[What is needed] Transcribe the listing in full, word for word; pictures do not belong in the copy.
****************
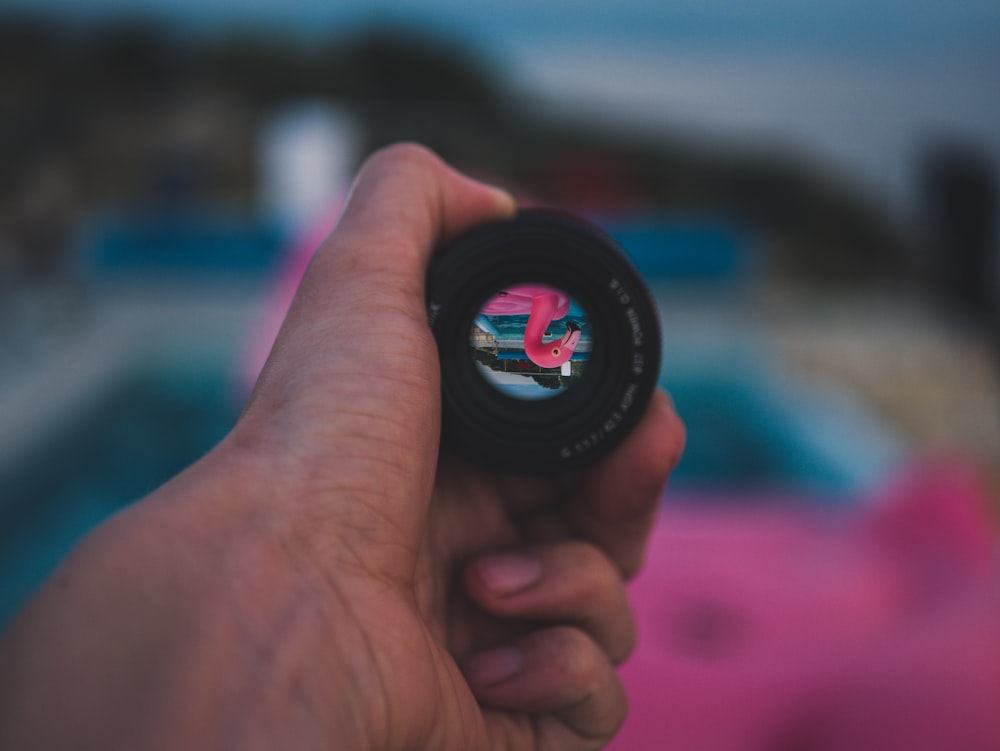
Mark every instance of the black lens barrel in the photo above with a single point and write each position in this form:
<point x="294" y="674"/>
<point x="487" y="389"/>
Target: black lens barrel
<point x="586" y="421"/>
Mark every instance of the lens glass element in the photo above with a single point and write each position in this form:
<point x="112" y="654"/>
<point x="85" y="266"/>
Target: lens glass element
<point x="531" y="341"/>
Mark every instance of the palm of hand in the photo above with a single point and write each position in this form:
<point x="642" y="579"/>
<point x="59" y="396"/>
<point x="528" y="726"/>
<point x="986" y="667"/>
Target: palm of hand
<point x="419" y="635"/>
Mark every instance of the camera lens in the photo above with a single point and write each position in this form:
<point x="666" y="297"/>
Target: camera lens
<point x="548" y="340"/>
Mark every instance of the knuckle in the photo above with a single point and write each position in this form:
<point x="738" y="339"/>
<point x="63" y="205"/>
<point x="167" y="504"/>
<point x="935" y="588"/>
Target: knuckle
<point x="404" y="153"/>
<point x="579" y="659"/>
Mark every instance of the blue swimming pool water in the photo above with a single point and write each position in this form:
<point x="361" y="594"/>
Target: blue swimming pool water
<point x="152" y="425"/>
<point x="145" y="430"/>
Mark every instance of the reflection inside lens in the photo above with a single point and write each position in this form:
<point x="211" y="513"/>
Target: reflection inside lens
<point x="531" y="341"/>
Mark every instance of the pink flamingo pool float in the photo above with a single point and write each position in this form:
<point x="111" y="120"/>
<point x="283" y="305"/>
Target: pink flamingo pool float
<point x="542" y="305"/>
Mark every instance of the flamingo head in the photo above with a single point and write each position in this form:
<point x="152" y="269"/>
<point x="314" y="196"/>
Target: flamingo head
<point x="560" y="350"/>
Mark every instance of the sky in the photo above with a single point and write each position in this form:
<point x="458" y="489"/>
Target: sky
<point x="860" y="86"/>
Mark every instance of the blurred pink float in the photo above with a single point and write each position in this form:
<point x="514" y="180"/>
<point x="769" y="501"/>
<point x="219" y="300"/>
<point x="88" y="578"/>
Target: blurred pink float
<point x="781" y="628"/>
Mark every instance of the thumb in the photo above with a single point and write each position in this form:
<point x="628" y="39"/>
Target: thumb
<point x="349" y="398"/>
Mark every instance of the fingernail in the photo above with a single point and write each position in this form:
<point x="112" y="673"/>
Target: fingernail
<point x="507" y="573"/>
<point x="494" y="666"/>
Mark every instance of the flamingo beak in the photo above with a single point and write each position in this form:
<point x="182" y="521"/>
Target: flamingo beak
<point x="572" y="337"/>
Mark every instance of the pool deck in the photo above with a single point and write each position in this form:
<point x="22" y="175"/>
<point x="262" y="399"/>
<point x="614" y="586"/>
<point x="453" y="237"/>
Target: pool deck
<point x="869" y="379"/>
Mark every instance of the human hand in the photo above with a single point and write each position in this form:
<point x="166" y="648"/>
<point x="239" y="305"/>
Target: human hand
<point x="366" y="593"/>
****************
[Final answer]
Mark every instance of the black lens barrel in the photo above with a single point and write each position in this form:
<point x="294" y="674"/>
<point x="487" y="389"/>
Target: black lens barrel
<point x="586" y="421"/>
Mark every instance of the lens glass element in the photo above with a single point and write each position in this form:
<point x="112" y="654"/>
<point x="85" y="266"/>
Target: lens glass element
<point x="531" y="341"/>
Mark every instance of the palm of hand in the photo above with a single point and write each position in this form:
<point x="642" y="579"/>
<point x="59" y="396"/>
<point x="528" y="726"/>
<point x="986" y="667"/>
Target: palm of hand
<point x="419" y="635"/>
Mark every instance of the camera lens in the photo above with a single point and write each position in this form:
<point x="666" y="297"/>
Target: camera lens
<point x="548" y="340"/>
Mark every instance of the knuckle in the photo above with a single point and write each position in this form:
<point x="738" y="339"/>
<point x="63" y="205"/>
<point x="167" y="504"/>
<point x="935" y="588"/>
Target: knuckle
<point x="404" y="153"/>
<point x="579" y="659"/>
Mark every instance of the blue swimming pool water in the photo above with a single point and write each position in this form:
<point x="361" y="594"/>
Target: blue swimming pool water
<point x="152" y="425"/>
<point x="145" y="430"/>
Mark every instance of the reflection inside lens in the photo above with a single point and write each position in this form:
<point x="211" y="513"/>
Target: reflection inside lens
<point x="531" y="341"/>
Mark every instance of the pink flamingo pool float in the photo above with a single point and write each position in this form:
<point x="111" y="120"/>
<point x="283" y="305"/>
Target: pink flamingo pool float
<point x="542" y="305"/>
Mark every instance of the flamingo head in the photo above with a single point and write each position in this form:
<point x="152" y="269"/>
<point x="314" y="196"/>
Target: flamingo head
<point x="560" y="350"/>
Mark every instance of the sky in the photo above with a single point and write each position in this form:
<point x="458" y="489"/>
Target: sky
<point x="860" y="86"/>
Mark every instance of the blurred pink float in the photo above with a single point and write each position in this form:
<point x="514" y="180"/>
<point x="769" y="501"/>
<point x="219" y="300"/>
<point x="88" y="578"/>
Target: blurred pink float
<point x="781" y="628"/>
Mark every instance of the thumb in the photo above with a single point and write each position in this form:
<point x="628" y="39"/>
Target: thumb
<point x="349" y="398"/>
Mark every instance of the fingernail in the photo above with a single point and write each position in this form:
<point x="112" y="673"/>
Target: fingernail
<point x="507" y="573"/>
<point x="494" y="666"/>
Mark every instance of the flamingo beak in the photo above with a single point and write each position in this form:
<point x="182" y="521"/>
Target: flamingo beak
<point x="572" y="337"/>
Mark every instance of the pool deck in the photo above with a single point and write each position in this form:
<point x="22" y="175"/>
<point x="262" y="399"/>
<point x="614" y="586"/>
<point x="453" y="237"/>
Target: pool deck
<point x="869" y="379"/>
Mark every instance of the human hand in the photo above with a single point and write each position in this form:
<point x="166" y="648"/>
<point x="239" y="305"/>
Target: human hand
<point x="366" y="593"/>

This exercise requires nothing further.